## PROBLEM DETAILS
Quote all of the material below verbatim, keeping every line.

(Excerpts from a location annotation dataset)

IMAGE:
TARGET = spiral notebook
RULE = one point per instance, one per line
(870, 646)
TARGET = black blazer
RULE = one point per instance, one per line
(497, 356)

## ANSWER BELOW
IMAGE:
TARGET = spiral notebook
RULE = one point per instance, one per line
(870, 646)
TARGET = black blazer
RULE = one point per instance, one per line
(497, 356)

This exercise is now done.